- **Exercise task**
In two sentences, summarize the article about U-God below.

++++ Text

In the following interview plus extract from his new book, Raw, U-God, one of the original members of the Wu-Tang Clan talks about the origins of the group, RZA's BO, and that time he nearly punched Leonardo DiCaprio in the face

U-God author portrait, credit: Angie Bambii

There’s a moment in Lamont "U-God" Hawkins’s new autobiography, Raw: My Journey Into the Wu-Tang, which perfectly captures the dizzy heights of celebrity the Wu-Tang Clan so quickly ascended to, and their roisterous response to the strange milieu they found themselves in.

Picture the scene: it’s 1996, Los Angeles, California. The nine original members of the Wu-Tang Clan are in town to record their follow-up the ground-breaking Enter the Wu-Tang (36 Chambers). They’ve been invited to a party at Hollywood director-producer Brett Rattner’s Beverley Hills mansion. Initially, no-one is up for it. But finally, U-God himself and Ghost Face Killah decide, "fuck it" and head on down to the $3.6 million dollar home of the brain behind Charlie Sheen / Chris Tucker vehicle Money Talks. "We threw a gallon of rum in us," Hawkins writes, "I was smoking. Ghost didn’t smoke, he just drank. We were pissy fucking drunk." Before they know it, U-God is threatening to punch Leonardo DiCaprio in the face and Ghost is pissing on the floor and ripping up the flowerbeds outside.

"Yeah…" Hawkins drawls down the phone line when I tell him how much I cracked up reading this passage. "It’s a moment. It’s a moment. Moments in time, during the peak of our dynasty when we was hanging with the who’s who of Hollywood and everybody wanted to meet the ghetto phenomenon called Wu-Tang Clan."

Born n Brooklyn in 1970, Lamont Hawkins was still a child when he moved to the Staten Island housing project where he would ultimately meet RZA, Raekwon and the rest of the Clan. Now aged 47, after some half a dozen Wu-Tang albums, a brace of solo records, plus guest spots with Cypress Hill, Kool Keith, Cannibal Ox, and others, he tells his own story, from start to finish, in all its gory detail.

++++++++
++++ Dataset

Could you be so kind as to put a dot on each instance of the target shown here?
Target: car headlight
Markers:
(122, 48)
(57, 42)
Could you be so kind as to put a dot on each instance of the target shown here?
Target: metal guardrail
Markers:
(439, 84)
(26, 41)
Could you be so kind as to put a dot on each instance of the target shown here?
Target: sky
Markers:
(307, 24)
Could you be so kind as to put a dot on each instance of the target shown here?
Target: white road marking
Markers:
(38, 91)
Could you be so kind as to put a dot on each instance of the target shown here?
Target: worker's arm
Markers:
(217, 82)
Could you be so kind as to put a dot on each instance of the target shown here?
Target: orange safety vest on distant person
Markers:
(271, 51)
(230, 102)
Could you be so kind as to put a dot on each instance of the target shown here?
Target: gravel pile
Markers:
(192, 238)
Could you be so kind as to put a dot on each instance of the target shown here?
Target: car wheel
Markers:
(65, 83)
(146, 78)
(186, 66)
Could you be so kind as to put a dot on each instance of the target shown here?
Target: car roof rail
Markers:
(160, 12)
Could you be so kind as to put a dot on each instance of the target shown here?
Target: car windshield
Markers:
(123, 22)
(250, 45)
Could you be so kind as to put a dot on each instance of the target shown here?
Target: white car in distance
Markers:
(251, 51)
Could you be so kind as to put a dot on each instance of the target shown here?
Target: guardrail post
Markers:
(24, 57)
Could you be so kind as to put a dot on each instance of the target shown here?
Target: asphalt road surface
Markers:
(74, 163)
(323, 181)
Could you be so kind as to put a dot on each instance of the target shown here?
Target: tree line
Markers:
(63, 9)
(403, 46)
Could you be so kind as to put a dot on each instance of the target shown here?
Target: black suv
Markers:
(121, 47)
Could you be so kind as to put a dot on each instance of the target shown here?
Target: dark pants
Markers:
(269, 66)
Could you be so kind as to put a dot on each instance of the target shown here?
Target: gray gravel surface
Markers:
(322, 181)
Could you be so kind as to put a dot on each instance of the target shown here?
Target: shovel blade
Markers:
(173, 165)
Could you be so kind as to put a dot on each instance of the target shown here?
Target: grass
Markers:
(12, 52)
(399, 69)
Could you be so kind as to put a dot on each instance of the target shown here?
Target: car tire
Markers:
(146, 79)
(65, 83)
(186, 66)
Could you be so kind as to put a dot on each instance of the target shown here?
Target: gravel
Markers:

++++++++

- **Exercise answer**
Lamont "U-God" Hawkins, one of the original members of the Wu-Tang Clan, has a new autobiography, Raw: My Journey Into the Wu-Tang, which recounts a 1996 party at Hollywood director-producer Brett Rattner's mansion where a drunk U-God threatened to punch Leonardo DiCaprio and Ghost Face Killah pissed on the floor and ripped up the flowerbeds. Hawkins was born in Brooklyn in 1970 and grew up in the Staten Island housing project where he met RZA, Raekwon and the rest of the Clan, and now, at 47, he tells his own story from start to finish.